[Items listed in a dataset]
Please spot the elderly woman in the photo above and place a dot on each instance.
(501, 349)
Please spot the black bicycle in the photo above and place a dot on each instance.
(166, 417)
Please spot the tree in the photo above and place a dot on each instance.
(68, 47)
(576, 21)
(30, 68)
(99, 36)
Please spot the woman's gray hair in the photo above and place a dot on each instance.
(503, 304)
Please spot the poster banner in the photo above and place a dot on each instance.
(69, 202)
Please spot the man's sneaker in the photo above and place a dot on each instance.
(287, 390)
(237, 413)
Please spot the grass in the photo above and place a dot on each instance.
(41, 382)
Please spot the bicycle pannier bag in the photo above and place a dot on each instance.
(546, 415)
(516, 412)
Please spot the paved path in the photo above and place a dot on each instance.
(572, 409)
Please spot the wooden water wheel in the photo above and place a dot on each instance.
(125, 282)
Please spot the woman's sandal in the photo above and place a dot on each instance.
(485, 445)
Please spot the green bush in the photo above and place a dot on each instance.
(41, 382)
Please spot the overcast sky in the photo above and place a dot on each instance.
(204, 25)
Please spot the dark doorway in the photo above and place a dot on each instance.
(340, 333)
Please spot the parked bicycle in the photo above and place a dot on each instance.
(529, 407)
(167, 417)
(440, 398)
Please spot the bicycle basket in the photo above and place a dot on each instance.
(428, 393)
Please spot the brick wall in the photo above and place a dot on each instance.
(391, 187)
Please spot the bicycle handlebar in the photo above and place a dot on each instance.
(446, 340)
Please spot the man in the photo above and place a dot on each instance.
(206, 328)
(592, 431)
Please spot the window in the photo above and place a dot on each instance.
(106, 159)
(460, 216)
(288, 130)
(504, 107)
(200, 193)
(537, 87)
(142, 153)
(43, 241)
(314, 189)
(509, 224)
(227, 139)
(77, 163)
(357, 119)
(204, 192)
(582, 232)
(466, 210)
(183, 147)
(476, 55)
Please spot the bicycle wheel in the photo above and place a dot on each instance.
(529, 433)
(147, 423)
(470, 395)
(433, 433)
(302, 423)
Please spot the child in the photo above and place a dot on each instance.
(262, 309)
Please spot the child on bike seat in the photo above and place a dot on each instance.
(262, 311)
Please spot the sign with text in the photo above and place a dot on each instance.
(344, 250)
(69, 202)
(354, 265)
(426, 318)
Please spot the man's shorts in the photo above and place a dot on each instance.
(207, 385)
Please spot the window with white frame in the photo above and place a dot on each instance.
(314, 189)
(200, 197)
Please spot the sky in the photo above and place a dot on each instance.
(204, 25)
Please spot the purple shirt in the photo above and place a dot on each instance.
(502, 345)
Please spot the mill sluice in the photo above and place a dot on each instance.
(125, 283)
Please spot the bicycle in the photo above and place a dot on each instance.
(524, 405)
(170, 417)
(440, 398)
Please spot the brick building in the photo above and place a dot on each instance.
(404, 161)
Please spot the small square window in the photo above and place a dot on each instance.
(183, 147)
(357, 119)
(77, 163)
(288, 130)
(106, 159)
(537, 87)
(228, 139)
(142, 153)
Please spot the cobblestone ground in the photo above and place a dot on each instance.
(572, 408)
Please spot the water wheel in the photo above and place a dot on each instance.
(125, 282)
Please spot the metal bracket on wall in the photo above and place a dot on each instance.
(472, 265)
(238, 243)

> _Your goal_
All of the entries above should be written out verbatim.

> _Written reply_
Please spot the elderly woman in the photo above and place a dot on each instance.
(501, 349)
Please spot the black bicycle in the photo above and place a dot on each instance.
(166, 417)
Please spot the tree in the photo above and place a dot on each instance.
(68, 47)
(576, 21)
(30, 68)
(99, 36)
Please spot the woman's gray hair in the photo above and place a dot on each instance.
(503, 304)
Please spot the poster banner in the photo above and place a dot on each instance.
(69, 202)
Please spot the man's sneaker in the photo above and place a dot on each instance.
(287, 390)
(237, 413)
Please spot the grass in the photo above and place a dot on each instance.
(41, 382)
Please spot the bicycle pannier bag in the photo above and place a dot on each instance.
(546, 415)
(516, 412)
Please spot the paved path in the photo above and place a dot on each instance.
(572, 409)
Please spot the wooden water wheel in the photo above and place a dot on each instance.
(125, 282)
Please spot the woman's sandal in the photo above and place a dot on each instance.
(485, 445)
Please spot the green bush in the photo above and place a dot on each instance.
(41, 382)
Please spot the overcast sky in the photo above and place a dot on each instance.
(204, 25)
Please spot the dark doorway in the photo above and place a dot on each instance.
(340, 333)
Please spot the parked bicycle in the photo above and place a dot on each instance.
(529, 407)
(167, 417)
(440, 398)
Please spot the bicycle basket in the photo above and place a dot on each instance.
(428, 393)
Please spot the brick wall in the photo above and place a dot on each instance.
(391, 187)
Please spot the bicycle handlebar in the photo above and place a dot on each instance.
(446, 340)
Please spot the man in the photo above and place a dot on each instance.
(206, 328)
(592, 431)
Please spot the window in the photo above and place a dot on each instance.
(106, 159)
(460, 216)
(288, 130)
(504, 107)
(200, 193)
(537, 87)
(142, 153)
(43, 241)
(314, 189)
(509, 224)
(227, 139)
(77, 163)
(357, 119)
(204, 192)
(582, 232)
(466, 210)
(183, 147)
(476, 55)
Please spot the bicycle wheel in the photo above and place a dot on each instance.
(529, 433)
(147, 423)
(470, 395)
(433, 433)
(302, 423)
Please spot the child in the photo above and place a dot on each instance.
(262, 309)
Please spot the child on bike seat in the photo above and place a dot on each instance.
(262, 311)
Please spot the sign with text in the photo above and place a dot on each instance.
(344, 250)
(69, 202)
(354, 265)
(426, 318)
Please spot the man's shorts in the photo above and place a dot on each instance.
(207, 385)
Please spot the window with white frame in the photo above and place a dot on each instance.
(314, 189)
(200, 197)
Please spot the sky in the photo above and place a dot on each instance.
(204, 25)
Please spot the purple shirt in the photo above and place a dot on each instance.
(502, 345)
Please spot the mill sluice in the photo above and place a dot on each instance.
(125, 283)
Please spot the bicycle in the photo above and place a dot on each instance.
(524, 405)
(170, 417)
(440, 398)
Please spot the brick building in the photo above and place a dot on each instance.
(404, 161)
Please spot the small square window in the photo above and place a dot on each instance.
(183, 147)
(357, 119)
(77, 163)
(288, 130)
(106, 159)
(537, 87)
(228, 139)
(142, 153)
Please spot the cobblestone ground in the photo above and place a dot on each instance.
(572, 408)
Please spot the water wheel in the photo above and place a dot on each instance.
(125, 282)
Please spot the metal bracket on wall in the photo above and place a dot on each instance.
(472, 265)
(238, 243)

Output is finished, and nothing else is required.